Task statement — Copy the lesson on graphs word for word, from "An array data structure is" to "called a graph.".

Graphs

Goals

Concepts

Library

Lesson

When you learned about algorithms, you discovered that certain of them require you to first organize data in a certain way. A binary search, for example, requires that all input data first be sorted. Not only the order but sometimes even the general organization of data in the computer memory can be important or even necessary for an algorithm to work.

Data Structures

Until this point, whenever you need groups of objects, you have been storing them in arrays. In computer science many other approaches have been invented for holding groups of objects in addition to arrays. These approaches are called data structures, and they serve as general-purpose containers for data. Many times an algorithm will require that data be stored in a particular data structure in order for the algorithm to work. Data structures generally the same way across all programming languages, and they each have their own benefits and trade-offs.

Array

The Java “array objects” you have been using are objects like any non-primitive value. You may have given no thought about how actual values are stored inside the array object, but conceptually the values are stored in a row, in contiguous memory positions. In data structure terms, this is the actual “array”. You could say that the Java array object stores its values in an array data structure.

Index 0 1 2 3 n-1
Value element_1 element_2 element_3 element_4 element_n

An array data structure is rather rigid. It has a fixed length, and to add new elements we would somehow have to allocate more memory and/or move the array somewhere else in memory. Inserting an element into the array requires shifting all the other elements down to make room. But perhaps one of the biggest drawbacks is that finding an object in an array means that we have to look through all the elements of the array, one at a time. We could get lucky and find an object toward the front of the array. If we were not so lucky we might not find the object until we reached the end of the array.

Graph

A graph data structure.
A graph data structure.

A solution to many of the drawbacks of arrays is to link the objects together in memory, much like a TinkerToy® set. Linking objects together creates a data structure called a graph.

In graph terminology, each object above is called a vertex of the graph, and the lines between the objects are called edges. Graphs can come in all shapes an sizes. A graph could consist of several vertices strung out in a single line. A graph could consist of several vertices each connected to all the other vertices. A graph could even consist of a single vertex not connected to anything. The key concept of a graph is that a vertex has a way to link to one or more other vertices.

Node

Node class diagram.
Node class diagram.

But how can we link our objects in real life? If we have three Animal instances, for example, how could we link them together? One solution would be to add a nextAnimal variable to the Animal class. If we wanted to link together several animals, we could use animal1.setNextAnimal(animal2), and use animal2.setNextAnimal(animal3), and so on—sort of like a row of dogs on leashes, each leashed to the other. But do we really want to pollute our Animal class with special linking variables just because we want a way to group our animals together? This approach would also come with some restrictions: it would be difficult for an Animal to appear in more than one group, for example.

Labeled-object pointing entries
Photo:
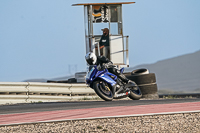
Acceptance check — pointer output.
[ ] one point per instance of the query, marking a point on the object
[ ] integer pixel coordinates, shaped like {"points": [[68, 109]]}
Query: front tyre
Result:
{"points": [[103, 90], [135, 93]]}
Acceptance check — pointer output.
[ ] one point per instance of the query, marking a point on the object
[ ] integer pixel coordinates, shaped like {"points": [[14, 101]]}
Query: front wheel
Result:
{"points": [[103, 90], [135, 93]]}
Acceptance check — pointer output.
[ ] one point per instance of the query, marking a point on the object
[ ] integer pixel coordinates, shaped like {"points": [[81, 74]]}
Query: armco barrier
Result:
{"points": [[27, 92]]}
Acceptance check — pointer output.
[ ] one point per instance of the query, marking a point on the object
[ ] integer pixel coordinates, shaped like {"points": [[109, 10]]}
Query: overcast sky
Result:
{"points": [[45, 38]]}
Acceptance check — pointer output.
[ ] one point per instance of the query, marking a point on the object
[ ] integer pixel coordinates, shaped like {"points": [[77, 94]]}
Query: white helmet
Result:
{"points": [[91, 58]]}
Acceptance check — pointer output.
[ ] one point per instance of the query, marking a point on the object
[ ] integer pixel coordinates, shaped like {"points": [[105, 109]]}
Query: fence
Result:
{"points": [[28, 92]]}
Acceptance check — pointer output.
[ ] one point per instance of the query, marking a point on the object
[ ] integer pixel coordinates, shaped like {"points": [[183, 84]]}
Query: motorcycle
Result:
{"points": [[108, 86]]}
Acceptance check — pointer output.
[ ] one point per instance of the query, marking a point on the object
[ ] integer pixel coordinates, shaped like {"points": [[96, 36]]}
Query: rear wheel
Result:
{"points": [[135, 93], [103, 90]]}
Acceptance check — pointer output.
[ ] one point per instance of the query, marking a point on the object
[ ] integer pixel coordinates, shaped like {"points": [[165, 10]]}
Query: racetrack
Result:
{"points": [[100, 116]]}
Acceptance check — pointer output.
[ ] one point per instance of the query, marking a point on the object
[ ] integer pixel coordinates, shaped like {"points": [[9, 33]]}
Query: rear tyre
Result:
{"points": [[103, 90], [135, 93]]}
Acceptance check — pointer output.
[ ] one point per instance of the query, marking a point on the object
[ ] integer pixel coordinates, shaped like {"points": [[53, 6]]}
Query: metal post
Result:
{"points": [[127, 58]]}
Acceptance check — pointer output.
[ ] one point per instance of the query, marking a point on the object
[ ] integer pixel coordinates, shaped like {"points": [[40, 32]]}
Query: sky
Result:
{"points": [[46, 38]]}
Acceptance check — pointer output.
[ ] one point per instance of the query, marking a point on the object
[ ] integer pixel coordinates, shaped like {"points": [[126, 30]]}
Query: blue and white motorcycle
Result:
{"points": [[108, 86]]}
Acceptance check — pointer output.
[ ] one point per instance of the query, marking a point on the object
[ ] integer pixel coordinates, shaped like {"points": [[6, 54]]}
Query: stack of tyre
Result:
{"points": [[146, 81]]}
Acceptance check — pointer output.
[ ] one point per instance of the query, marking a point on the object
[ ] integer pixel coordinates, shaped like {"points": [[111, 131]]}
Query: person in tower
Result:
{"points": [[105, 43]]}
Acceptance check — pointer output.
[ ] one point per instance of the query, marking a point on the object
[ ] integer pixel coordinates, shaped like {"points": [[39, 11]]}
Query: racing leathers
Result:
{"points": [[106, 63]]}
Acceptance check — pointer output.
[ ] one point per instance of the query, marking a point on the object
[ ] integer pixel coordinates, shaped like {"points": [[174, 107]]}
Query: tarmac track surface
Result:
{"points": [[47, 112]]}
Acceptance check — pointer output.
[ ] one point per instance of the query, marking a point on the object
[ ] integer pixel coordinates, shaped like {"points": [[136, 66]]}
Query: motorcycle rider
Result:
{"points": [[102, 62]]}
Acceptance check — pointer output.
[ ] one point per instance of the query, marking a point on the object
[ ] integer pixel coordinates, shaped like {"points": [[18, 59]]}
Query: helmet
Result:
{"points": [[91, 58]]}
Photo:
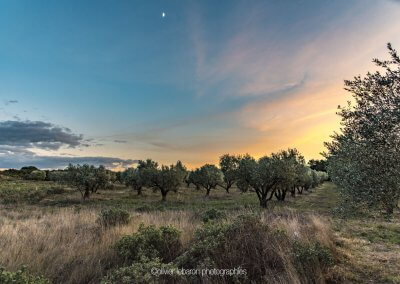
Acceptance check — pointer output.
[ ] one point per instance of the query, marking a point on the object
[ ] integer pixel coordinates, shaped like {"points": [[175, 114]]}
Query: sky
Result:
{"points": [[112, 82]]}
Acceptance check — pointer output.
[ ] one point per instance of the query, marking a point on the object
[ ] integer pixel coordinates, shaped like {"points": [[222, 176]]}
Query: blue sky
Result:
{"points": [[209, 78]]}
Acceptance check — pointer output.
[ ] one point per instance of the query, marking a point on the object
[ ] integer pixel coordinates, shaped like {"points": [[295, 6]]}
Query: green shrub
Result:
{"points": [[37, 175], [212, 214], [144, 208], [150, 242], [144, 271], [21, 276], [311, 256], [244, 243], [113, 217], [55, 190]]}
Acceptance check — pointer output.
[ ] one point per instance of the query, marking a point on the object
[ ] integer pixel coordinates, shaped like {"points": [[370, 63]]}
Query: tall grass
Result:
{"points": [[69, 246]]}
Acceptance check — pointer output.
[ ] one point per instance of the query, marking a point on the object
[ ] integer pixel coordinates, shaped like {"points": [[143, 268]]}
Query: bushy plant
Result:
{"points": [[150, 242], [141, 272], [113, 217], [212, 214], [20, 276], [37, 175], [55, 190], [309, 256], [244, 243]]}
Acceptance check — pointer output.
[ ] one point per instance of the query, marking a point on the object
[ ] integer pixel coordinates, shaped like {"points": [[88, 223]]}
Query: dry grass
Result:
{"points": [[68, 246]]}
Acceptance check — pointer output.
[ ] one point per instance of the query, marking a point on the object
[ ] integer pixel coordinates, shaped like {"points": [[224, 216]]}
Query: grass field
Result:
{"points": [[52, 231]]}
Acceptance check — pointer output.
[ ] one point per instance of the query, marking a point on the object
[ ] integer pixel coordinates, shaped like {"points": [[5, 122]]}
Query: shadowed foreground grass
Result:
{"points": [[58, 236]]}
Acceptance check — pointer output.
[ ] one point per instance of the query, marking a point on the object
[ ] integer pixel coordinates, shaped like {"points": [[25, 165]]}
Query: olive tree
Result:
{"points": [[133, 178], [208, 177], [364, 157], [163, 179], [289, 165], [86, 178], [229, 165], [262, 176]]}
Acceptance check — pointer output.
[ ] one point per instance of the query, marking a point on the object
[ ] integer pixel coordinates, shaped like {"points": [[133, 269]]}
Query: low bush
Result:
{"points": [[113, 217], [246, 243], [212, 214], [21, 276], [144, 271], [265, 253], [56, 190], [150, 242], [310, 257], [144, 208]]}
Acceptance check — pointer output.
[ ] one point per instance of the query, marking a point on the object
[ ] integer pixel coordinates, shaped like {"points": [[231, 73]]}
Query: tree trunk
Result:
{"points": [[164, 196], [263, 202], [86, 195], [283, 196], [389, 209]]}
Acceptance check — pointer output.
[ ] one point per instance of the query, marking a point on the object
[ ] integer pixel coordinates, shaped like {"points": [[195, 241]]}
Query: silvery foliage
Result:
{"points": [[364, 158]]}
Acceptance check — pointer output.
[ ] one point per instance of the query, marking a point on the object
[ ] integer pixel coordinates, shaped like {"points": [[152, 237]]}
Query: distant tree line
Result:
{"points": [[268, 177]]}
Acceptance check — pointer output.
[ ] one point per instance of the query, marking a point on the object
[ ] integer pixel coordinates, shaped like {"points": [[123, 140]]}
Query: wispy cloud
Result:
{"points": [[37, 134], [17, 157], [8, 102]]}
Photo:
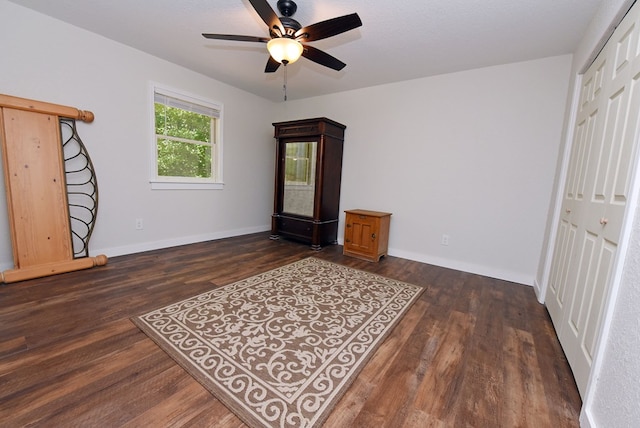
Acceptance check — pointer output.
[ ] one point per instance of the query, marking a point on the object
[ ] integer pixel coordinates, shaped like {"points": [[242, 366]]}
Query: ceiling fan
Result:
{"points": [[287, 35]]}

Problem solution —
An array data structure is rather rigid. It has a fixed length, and to add new elements we would somehow have to allocate more memory and/or move the array somewhere else in memory. Inserting an element into the array requires shifting all the other elements down to make room. But perhaps one of the biggest drawbacks is that finding an object in an array means that we have to look through all the elements of the array, one at a time. We could get lucky and find an object toward the front of the array. If we were not so lucky we might not find the object until we reached the end of the array.

Graph

A graph data structure.
A graph data structure.

A solution to many of the drawbacks of arrays is to link the objects together in memory, much like a TinkerToy® set. Linking objects together creates a data structure called a graph.